_GIVEN DATA:_

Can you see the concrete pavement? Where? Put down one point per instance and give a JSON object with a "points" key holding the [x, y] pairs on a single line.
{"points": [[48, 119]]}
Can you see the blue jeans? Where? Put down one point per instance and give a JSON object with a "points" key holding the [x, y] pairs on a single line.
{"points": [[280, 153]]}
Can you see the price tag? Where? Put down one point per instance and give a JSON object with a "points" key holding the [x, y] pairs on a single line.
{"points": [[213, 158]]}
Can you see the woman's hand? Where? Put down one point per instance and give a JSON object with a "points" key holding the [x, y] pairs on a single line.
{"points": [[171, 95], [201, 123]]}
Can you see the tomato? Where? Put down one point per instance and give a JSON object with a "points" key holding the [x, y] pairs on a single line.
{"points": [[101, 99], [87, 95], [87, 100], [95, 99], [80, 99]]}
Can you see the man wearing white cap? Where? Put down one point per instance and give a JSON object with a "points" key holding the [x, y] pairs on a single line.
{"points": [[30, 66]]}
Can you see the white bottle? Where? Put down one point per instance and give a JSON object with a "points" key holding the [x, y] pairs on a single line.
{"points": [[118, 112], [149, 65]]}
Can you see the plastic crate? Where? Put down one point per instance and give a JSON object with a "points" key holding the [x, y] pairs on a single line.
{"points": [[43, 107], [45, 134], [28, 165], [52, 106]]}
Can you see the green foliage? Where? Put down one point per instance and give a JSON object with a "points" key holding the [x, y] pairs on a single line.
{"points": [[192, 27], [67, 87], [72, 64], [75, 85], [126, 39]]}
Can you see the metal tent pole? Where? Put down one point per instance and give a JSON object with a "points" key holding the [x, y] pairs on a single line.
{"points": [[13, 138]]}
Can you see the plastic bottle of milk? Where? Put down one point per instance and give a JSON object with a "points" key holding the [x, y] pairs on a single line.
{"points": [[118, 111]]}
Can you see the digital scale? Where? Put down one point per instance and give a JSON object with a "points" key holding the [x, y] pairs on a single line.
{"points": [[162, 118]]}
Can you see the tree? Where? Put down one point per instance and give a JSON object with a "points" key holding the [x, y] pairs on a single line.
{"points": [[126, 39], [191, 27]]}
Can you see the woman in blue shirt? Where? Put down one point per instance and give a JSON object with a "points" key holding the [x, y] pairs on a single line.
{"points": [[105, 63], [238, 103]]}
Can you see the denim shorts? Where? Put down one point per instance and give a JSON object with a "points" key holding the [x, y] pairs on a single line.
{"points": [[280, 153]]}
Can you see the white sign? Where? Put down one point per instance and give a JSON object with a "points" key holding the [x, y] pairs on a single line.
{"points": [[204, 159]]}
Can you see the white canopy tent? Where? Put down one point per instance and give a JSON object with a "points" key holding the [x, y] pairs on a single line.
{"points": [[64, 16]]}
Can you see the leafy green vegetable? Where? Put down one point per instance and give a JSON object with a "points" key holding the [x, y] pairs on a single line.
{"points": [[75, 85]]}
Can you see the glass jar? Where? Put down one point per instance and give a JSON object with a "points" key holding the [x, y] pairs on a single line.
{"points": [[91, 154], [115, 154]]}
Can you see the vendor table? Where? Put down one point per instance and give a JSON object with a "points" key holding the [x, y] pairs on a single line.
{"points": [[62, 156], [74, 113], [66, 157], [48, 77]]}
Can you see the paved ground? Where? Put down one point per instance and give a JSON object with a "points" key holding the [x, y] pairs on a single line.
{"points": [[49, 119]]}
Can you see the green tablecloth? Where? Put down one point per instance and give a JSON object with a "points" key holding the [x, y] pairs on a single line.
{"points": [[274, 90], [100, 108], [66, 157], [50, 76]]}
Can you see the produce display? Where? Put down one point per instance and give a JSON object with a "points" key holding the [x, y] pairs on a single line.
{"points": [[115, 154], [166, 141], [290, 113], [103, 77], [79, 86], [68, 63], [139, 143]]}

_OBJECTIVE:_ Write out only the final block of lines, starting at the line with "Can you see the vendor" and running to the end of the material.

_EXERCISE ANSWER:_
Can you see the vendor table? Where? Put down one point per instance and give a JSON object with a "points" key holding the [x, y] pairs on a single line.
{"points": [[62, 156], [74, 113], [66, 157], [48, 77]]}
Can you see the paved ground? Where? Put down one point per instance and give a JSON object with a "points" key holding the [x, y] pairs on a single line.
{"points": [[49, 119]]}
Can you see the green tablecloth? Where? Put down one point per instance and give a JSON object with a "points" key holding the [x, y] pairs on a single line.
{"points": [[274, 90], [100, 108], [66, 157], [50, 76]]}
Can you see the produce display? Where? Put down one point per instance and give a JSON object with a "points" key holding the [x, y] pairs on a single line.
{"points": [[115, 154], [166, 141], [290, 113], [103, 77], [79, 86], [68, 63], [139, 143]]}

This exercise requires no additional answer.